> **Фрагмент страницы**:
____________

XIV картина. «Граница литовская» 40 страница



( Повторяют сцену .)

И тогда есть повод и баронессе перестроиться: ей же досадно, что вот — встреча, и романчик начинается, и вдруг этот джигит опять у нее ускользает, упорхнет в одну сторону, а ей придется идти в другую. Тогда она тоже перестраивается в эротический план: «Но ежели я здесь нарочно…»

Когда я говорю «джигит», то один актер может понять эту характеристику как то, что нужно вложить внутрь сосуда; а я бы предложил актеру, играющему эту роль, класть это так, чтобы это текло по внешней стороне сосуда. ( Показ .) Пристегните ему «джигита» в буквальном смысле {354} слова , то есть сделайте его человеком умеющим схватить ловко талию свою , сложить по - наполеоновски руки , тогда вы приобретете новый поворот головы , движения плеч : он показывает плечо ей — «Налево ты , а я направо» . А для этого надо пересмотреть все зарисовки Серова и Врубеля . Внимательно пересмотреть . Вот как Лермонтов смотрел бы . Я лишу «Героя нашего времени» , и у меня на столе стоят карт - посталь[43] — Врубелевские, Серовские, — и я смотрю на них. Надо вдумываться в них, вдумываться так, чтобы, если у художника один ракурс показан, то у вас вставала бы целая гамма.

____________

> **Выборка записей**:
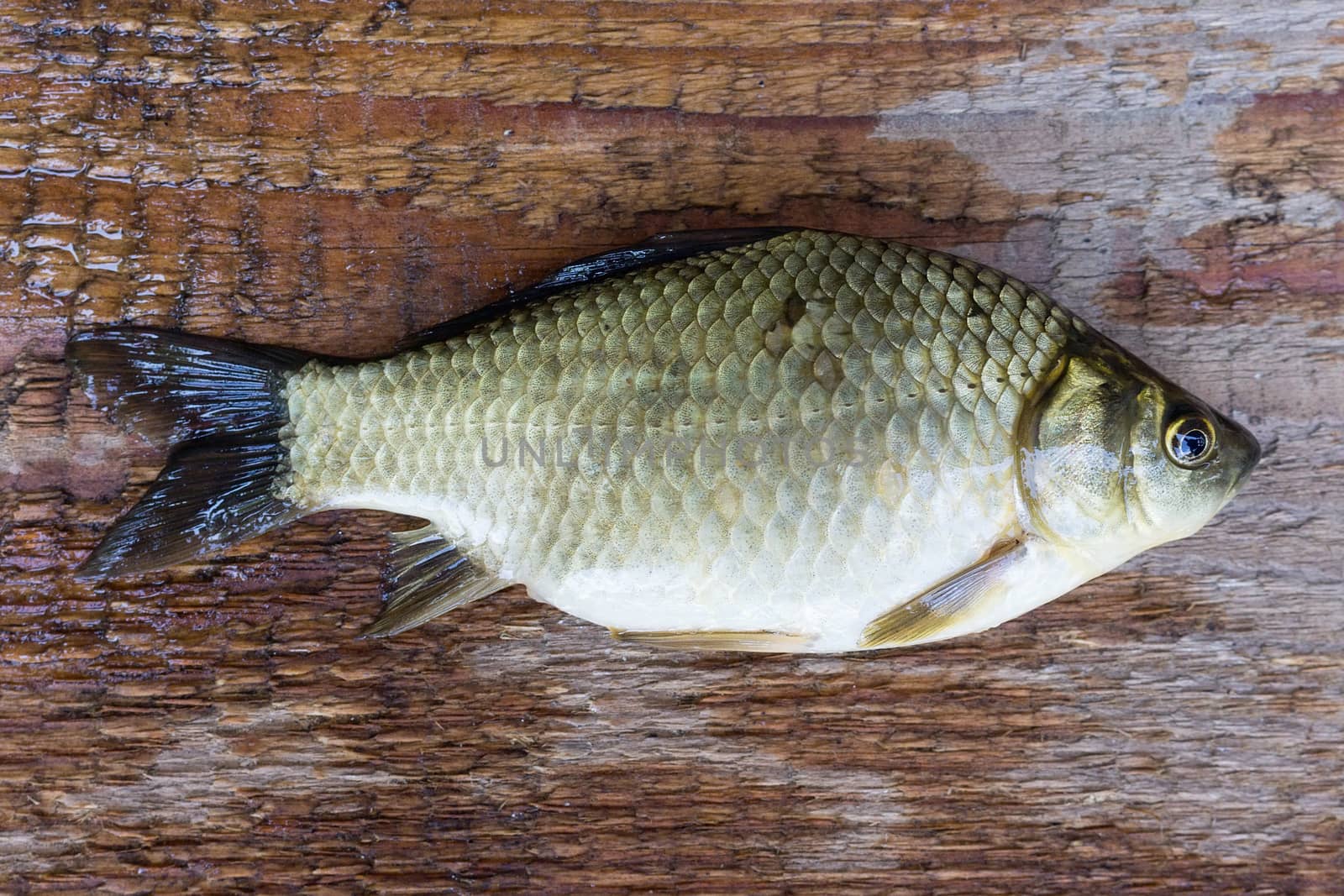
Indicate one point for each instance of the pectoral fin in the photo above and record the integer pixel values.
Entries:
(428, 577)
(746, 641)
(949, 607)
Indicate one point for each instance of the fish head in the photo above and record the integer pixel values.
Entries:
(1116, 458)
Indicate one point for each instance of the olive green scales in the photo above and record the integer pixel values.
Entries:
(796, 441)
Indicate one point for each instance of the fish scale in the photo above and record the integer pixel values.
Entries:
(683, 427)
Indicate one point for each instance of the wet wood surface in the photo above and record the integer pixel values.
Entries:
(331, 176)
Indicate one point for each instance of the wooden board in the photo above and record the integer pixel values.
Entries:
(333, 176)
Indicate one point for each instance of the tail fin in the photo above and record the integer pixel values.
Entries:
(223, 403)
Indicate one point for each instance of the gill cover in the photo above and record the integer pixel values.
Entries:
(1077, 452)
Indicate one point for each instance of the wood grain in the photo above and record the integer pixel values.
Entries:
(331, 176)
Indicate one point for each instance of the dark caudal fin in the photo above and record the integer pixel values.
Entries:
(221, 405)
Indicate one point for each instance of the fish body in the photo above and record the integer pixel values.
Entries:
(784, 441)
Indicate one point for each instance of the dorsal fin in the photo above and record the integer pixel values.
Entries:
(655, 250)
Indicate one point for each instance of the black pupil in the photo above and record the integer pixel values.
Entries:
(1191, 443)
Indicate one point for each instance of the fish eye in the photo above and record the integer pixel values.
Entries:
(1189, 441)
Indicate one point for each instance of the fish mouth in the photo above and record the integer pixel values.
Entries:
(1249, 450)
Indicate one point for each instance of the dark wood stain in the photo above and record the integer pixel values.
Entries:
(335, 176)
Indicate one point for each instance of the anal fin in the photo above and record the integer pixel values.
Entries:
(427, 578)
(710, 640)
(948, 609)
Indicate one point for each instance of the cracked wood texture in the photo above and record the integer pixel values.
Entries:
(331, 176)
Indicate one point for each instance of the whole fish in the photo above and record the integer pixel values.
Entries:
(759, 439)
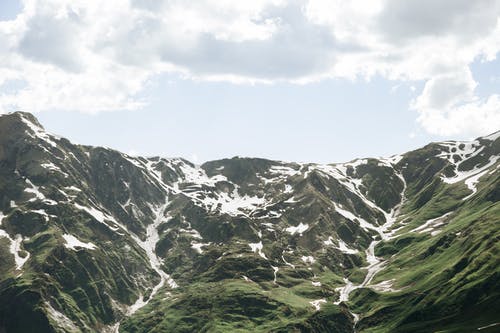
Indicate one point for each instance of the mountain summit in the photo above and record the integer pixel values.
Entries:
(94, 240)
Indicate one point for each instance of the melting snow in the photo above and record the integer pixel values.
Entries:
(298, 229)
(257, 247)
(39, 132)
(198, 246)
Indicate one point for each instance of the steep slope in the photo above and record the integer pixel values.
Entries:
(96, 240)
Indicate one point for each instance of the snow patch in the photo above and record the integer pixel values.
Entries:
(257, 247)
(298, 229)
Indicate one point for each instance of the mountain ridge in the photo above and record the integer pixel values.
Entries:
(282, 244)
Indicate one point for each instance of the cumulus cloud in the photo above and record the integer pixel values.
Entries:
(93, 56)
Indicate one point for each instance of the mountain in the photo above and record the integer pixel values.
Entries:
(94, 240)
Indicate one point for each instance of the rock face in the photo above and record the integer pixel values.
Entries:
(94, 240)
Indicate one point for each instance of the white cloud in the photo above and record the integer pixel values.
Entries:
(93, 56)
(449, 106)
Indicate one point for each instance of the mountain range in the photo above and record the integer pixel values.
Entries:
(95, 240)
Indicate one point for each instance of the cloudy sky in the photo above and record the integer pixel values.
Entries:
(304, 80)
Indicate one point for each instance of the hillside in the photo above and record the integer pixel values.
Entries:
(94, 240)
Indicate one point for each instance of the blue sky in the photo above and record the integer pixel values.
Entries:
(275, 79)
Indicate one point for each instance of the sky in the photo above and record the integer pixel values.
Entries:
(297, 80)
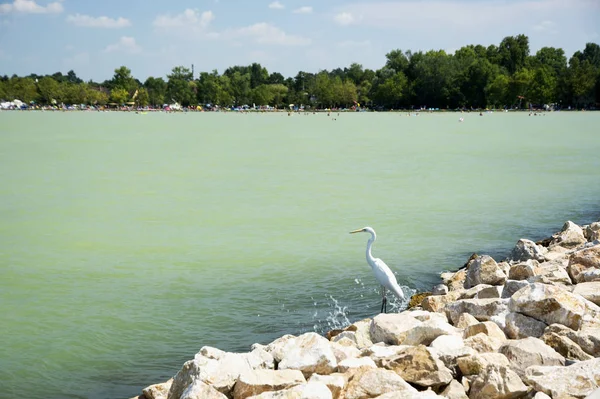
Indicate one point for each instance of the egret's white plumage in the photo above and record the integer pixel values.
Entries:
(382, 272)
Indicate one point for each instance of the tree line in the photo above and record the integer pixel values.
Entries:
(474, 76)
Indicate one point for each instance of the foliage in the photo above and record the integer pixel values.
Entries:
(503, 75)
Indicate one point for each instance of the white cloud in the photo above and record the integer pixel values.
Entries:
(546, 27)
(276, 5)
(98, 22)
(303, 10)
(264, 33)
(189, 20)
(344, 18)
(126, 44)
(31, 7)
(354, 43)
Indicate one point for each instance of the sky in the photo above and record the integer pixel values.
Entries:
(151, 37)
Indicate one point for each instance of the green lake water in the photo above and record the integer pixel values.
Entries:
(128, 242)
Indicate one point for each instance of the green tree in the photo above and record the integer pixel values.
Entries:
(179, 87)
(157, 89)
(122, 79)
(49, 90)
(513, 52)
(119, 96)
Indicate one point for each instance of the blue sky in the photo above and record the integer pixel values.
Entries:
(151, 37)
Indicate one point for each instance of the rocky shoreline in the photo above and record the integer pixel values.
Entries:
(526, 327)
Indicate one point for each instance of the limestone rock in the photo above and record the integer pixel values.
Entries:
(454, 390)
(525, 250)
(553, 272)
(489, 328)
(570, 236)
(490, 292)
(309, 353)
(530, 351)
(427, 331)
(524, 270)
(582, 261)
(336, 382)
(483, 343)
(310, 390)
(565, 346)
(520, 326)
(276, 347)
(437, 303)
(392, 328)
(454, 280)
(550, 304)
(477, 363)
(255, 382)
(465, 320)
(592, 232)
(577, 380)
(361, 333)
(419, 366)
(424, 315)
(355, 363)
(484, 270)
(370, 383)
(409, 395)
(481, 309)
(590, 291)
(449, 348)
(473, 291)
(380, 352)
(157, 391)
(222, 372)
(497, 382)
(512, 286)
(201, 390)
(342, 351)
(440, 289)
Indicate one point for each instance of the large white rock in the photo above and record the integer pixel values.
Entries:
(577, 380)
(590, 291)
(310, 390)
(419, 365)
(497, 382)
(379, 352)
(550, 304)
(481, 309)
(489, 328)
(525, 250)
(429, 330)
(200, 390)
(157, 391)
(570, 236)
(255, 382)
(356, 363)
(370, 383)
(582, 262)
(520, 326)
(392, 328)
(530, 351)
(310, 353)
(477, 363)
(454, 390)
(448, 348)
(220, 371)
(336, 382)
(484, 270)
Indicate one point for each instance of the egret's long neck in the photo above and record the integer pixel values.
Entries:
(369, 246)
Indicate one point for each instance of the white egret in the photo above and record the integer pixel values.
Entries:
(382, 272)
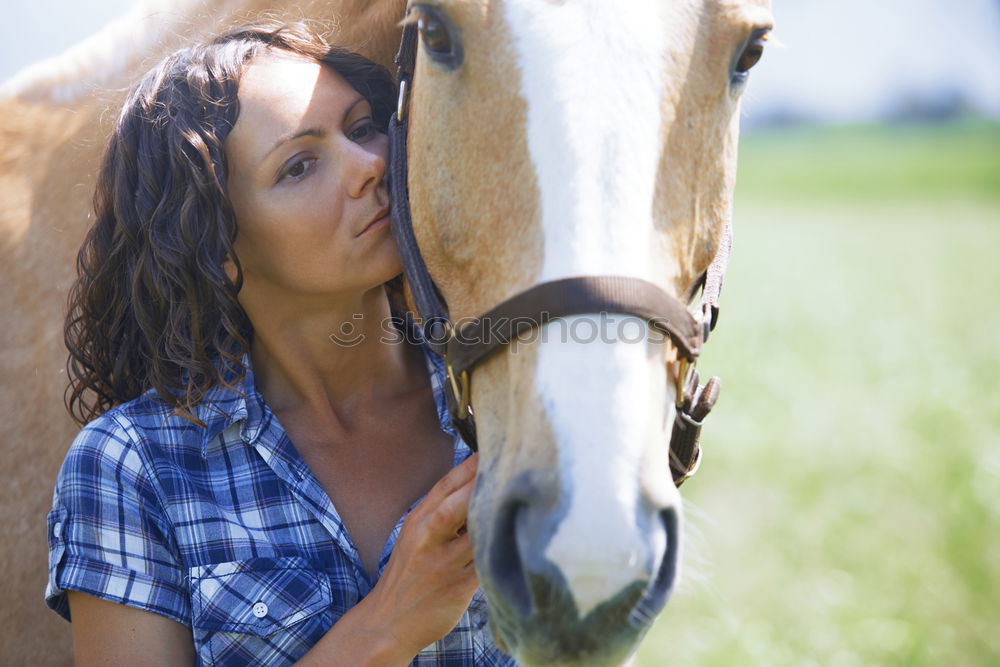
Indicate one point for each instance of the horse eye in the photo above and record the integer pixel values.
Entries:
(752, 52)
(434, 33)
(440, 37)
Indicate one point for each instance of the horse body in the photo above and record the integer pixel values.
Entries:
(577, 137)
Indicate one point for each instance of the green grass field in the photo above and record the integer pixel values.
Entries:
(847, 511)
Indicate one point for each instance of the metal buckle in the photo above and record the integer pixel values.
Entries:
(683, 375)
(401, 102)
(461, 394)
(691, 471)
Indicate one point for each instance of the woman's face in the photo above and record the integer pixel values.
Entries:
(306, 164)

____________

> **Формулировки заданий**:
- A) Отредактируйте фрагмент страницы начиная с «Когда я говорю» и заканчивая «бы целая гамма.»: приведите этот отрывок, подставив «Пушкин» вместо «Лермонтов».
- B) Извлеките без изменений записи начиная с самого начала и заканчивая строкой, где стоит «(1191, 443)», включительно. Отметки изображений в ответ не включайте.

> **Ответы к заданиям**:
- A)
Когда я говорю «джигит», то один актер может понять эту характеристику как то, что нужно вложить внутрь сосуда; а я бы предложил актеру, играющему эту роль, класть это так, чтобы это текло по внешней стороне сосуда. ( Показ .) Пристегните ему «джигита» в буквальном смысле {354} слова , то есть сделайте его человеком умеющим схватить ловко талию свою , сложить по - наполеоновски руки , тогда вы приобретете новый поворот головы , движения плеч : он показывает плечо ей — «Налево ты , а я направо» . А для этого надо пересмотреть все зарисовки Серова и Врубеля . Внимательно пересмотреть . Вот как Пушкин смотрел бы . Я лишу «Героя нашего времени» , и у меня на столе стоят карт - посталь[43] — Врубелевские, Серовские, — и я смотрю на них. Надо вдумываться в них, вдумываться так, чтобы, если у художника один ракурс показан, то у вас вставала бы целая гамма.

- B)
Indicate one point for each instance of the pectoral fin in the photo above and record the integer pixel values.
Entries:
(428, 577)
(746, 641)
(949, 607)
Indicate one point for each instance of the fish head in the photo above and record the integer pixel values.
Entries:
(1116, 458)
Indicate one point for each instance of the olive green scales in the photo above and record the integer pixel values.
Entries:
(796, 441)
Indicate one point for each instance of the fish scale in the photo above and record the integer pixel values.
Entries:
(683, 427)
Indicate one point for each instance of the wet wood surface in the photo above and record the integer pixel values.
Entries:
(331, 176)
Indicate one point for each instance of the wooden board in the photo above and record the integer pixel values.
Entries:
(333, 176)
Indicate one point for each instance of the tail fin in the photo above and record the integer pixel values.
Entries:
(223, 403)
Indicate one point for each instance of the gill cover in the photo above and record the integer pixel values.
Entries:
(1077, 452)
Indicate one point for each instance of the wood grain in the photo above and record the integer pixel values.
Entries:
(331, 176)
Indicate one point for each instance of the dark caudal fin in the photo above and record the integer pixel values.
Entries:
(221, 405)
Indicate one point for each instance of the fish body in the photo above and record the integer pixel values.
Entries:
(784, 441)
Indicate one point for each instance of the dorsal fin in the photo above and record the integer pixel values.
Entries:
(655, 250)
Indicate one point for each instance of the black pupil in the photo above and record the integer pixel values.
Entries:
(1191, 443)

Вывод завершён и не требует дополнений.